#### Rows from a pointing dataset:
[start]

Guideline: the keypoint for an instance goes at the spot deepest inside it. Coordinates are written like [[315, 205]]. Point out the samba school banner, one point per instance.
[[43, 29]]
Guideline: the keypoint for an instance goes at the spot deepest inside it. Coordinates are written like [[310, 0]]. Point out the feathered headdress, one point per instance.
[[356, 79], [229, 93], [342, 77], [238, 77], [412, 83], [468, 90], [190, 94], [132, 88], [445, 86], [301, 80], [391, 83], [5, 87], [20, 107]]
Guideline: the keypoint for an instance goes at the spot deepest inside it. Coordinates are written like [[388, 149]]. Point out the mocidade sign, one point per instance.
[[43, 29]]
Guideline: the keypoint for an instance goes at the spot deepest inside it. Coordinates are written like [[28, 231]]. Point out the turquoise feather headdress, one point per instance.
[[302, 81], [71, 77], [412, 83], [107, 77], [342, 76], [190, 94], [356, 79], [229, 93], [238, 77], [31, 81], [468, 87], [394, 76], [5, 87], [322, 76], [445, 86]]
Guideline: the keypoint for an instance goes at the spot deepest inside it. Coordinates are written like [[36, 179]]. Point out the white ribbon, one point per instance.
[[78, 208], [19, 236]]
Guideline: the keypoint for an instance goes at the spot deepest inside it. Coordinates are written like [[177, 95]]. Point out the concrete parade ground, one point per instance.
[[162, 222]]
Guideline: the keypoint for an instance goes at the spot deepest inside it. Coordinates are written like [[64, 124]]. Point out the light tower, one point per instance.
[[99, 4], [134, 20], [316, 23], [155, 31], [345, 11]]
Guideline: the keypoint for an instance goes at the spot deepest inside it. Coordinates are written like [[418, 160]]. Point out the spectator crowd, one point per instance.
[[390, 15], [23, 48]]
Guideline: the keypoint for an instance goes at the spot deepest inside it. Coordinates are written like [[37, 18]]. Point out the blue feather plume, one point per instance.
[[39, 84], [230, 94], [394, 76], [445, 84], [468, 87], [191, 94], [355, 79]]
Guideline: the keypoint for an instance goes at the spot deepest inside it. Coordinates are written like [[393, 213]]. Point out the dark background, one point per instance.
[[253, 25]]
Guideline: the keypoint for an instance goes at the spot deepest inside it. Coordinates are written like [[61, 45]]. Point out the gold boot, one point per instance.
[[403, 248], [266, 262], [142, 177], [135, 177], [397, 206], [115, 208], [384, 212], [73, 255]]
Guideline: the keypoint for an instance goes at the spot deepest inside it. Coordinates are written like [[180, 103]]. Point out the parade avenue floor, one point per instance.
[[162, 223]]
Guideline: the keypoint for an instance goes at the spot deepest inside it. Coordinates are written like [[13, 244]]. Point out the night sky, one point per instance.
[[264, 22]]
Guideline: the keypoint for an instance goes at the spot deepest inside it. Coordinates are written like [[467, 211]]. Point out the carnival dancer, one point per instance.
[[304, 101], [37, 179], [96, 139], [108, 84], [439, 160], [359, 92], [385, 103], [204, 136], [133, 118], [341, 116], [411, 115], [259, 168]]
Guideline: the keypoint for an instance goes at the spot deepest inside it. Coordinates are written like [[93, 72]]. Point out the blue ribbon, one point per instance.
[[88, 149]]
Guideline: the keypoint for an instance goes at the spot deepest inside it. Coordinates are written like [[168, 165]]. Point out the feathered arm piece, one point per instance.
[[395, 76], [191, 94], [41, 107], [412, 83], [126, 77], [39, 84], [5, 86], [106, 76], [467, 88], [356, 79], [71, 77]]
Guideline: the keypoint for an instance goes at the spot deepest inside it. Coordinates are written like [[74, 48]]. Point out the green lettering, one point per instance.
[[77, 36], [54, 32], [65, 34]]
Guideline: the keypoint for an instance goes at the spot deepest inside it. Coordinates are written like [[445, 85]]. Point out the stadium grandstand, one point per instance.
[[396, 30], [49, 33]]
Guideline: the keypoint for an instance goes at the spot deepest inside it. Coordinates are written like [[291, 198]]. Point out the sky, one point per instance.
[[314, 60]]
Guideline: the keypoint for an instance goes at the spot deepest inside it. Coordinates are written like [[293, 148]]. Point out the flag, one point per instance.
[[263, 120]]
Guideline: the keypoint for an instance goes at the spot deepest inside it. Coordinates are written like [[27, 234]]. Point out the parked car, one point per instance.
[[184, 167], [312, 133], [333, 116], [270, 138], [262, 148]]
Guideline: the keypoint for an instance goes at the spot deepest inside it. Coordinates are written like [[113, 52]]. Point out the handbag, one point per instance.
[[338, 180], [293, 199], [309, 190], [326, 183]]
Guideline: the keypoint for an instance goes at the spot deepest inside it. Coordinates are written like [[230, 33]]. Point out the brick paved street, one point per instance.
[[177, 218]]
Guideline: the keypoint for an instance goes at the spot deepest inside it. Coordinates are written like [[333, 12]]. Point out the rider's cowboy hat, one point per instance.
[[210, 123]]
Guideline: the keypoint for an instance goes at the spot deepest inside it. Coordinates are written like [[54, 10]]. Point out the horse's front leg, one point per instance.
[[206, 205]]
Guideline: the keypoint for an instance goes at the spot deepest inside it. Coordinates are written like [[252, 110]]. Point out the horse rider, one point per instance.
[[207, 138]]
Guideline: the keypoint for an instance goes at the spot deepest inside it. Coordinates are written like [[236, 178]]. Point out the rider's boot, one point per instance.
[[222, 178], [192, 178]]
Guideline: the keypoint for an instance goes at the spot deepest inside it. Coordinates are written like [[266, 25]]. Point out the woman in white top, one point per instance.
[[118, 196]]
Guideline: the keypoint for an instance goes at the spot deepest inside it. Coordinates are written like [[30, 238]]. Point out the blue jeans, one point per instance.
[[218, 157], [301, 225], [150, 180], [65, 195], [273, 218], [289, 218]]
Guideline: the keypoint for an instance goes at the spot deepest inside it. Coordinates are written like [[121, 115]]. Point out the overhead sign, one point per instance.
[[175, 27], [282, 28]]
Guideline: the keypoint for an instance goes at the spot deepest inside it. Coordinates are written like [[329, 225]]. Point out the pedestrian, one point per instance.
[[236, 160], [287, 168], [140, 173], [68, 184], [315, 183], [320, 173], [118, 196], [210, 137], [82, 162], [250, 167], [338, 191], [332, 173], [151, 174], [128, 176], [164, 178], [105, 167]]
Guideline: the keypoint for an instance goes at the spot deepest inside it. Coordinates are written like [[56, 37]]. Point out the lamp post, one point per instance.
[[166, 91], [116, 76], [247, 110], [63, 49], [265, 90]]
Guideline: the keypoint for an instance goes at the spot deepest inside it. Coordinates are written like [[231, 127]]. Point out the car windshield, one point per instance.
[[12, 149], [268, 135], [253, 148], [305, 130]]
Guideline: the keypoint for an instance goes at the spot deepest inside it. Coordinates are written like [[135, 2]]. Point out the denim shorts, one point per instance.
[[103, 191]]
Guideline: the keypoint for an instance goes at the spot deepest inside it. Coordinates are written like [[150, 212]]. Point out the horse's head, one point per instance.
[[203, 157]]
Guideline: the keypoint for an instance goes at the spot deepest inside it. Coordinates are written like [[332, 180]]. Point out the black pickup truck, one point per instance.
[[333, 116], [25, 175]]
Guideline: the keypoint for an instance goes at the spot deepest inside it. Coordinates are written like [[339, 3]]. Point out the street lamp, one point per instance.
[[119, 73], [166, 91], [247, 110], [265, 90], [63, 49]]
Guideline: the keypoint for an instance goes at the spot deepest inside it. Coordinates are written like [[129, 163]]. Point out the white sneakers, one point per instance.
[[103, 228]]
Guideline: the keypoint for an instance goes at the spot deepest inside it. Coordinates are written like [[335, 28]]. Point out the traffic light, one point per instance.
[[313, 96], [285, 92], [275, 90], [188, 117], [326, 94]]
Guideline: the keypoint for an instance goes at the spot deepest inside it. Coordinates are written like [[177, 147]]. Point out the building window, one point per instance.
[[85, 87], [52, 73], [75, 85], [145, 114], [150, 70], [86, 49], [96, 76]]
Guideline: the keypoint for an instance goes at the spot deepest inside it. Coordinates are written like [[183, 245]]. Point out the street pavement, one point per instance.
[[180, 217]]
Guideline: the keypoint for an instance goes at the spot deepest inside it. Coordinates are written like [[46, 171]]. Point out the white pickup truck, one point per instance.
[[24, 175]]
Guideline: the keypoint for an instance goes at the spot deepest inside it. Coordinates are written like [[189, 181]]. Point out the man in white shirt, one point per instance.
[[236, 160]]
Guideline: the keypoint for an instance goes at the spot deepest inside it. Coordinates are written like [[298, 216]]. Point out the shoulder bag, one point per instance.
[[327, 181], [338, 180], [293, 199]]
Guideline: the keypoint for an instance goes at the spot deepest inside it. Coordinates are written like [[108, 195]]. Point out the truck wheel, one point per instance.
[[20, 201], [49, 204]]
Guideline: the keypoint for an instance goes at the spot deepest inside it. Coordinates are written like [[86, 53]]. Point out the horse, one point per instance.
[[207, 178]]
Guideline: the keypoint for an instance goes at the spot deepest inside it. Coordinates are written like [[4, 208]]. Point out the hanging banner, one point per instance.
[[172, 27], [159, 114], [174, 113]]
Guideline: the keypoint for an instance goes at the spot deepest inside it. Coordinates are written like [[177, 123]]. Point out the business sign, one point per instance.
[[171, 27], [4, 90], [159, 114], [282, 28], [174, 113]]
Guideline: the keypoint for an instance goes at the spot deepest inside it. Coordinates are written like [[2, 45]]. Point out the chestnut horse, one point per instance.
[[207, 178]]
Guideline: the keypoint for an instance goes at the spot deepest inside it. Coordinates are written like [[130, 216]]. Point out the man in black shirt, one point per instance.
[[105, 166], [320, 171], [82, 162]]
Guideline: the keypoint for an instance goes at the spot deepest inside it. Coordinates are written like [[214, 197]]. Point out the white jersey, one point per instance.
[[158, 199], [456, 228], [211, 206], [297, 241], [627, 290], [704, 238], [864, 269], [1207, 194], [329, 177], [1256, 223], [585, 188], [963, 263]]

[end]

#### Direction:
Retype the records verbatim from the line containing "shorts, one point per instance." through the line containing "[[103, 228]]", with both boundary lines included.

#### Solution to this task:
Guideline: the keypoint for an instance goes at the spot deepest inside it. Coordinates are written like [[135, 2]]. Point out the denim shorts, one point per instance.
[[103, 191]]
Guideline: the keypoint for an instance goes at the spot deepest inside it. Coordinates are written like [[150, 212]]. Point out the horse's head, one point per instance.
[[203, 157]]
Guideline: the keypoint for an instance goes at the spot deepest inside it. Coordinates are written like [[332, 180]]. Point out the black pickup truck, one point per instance.
[[333, 116], [25, 175]]
Guideline: the keypoint for an instance goes at the spot deepest inside it. Coordinates are written like [[339, 3]]. Point out the street lamp, one point per instance.
[[119, 73], [166, 91], [247, 110], [265, 90], [63, 49]]
Guideline: the keypoint for an instance goes at the spot deepest inside it. Coordinates are written like [[129, 163]]. Point out the white sneakers, one point per instance.
[[103, 228]]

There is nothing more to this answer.